Task :: A faithful, complete copy of the entries is the sole expected answer.

•••••

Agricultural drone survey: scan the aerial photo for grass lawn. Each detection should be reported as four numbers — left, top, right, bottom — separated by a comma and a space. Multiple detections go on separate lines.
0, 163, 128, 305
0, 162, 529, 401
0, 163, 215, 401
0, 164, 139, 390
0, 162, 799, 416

•••••

Final answer ::
Agricultural drone survey: scan the aerial photo for grass lawn. Each detection should be reported as four numbers — left, top, right, bottom — separated by a comma and a space. Multiple detections go on separate lines.
0, 163, 128, 305
0, 162, 529, 401
0, 163, 215, 401
0, 164, 139, 390
0, 162, 799, 416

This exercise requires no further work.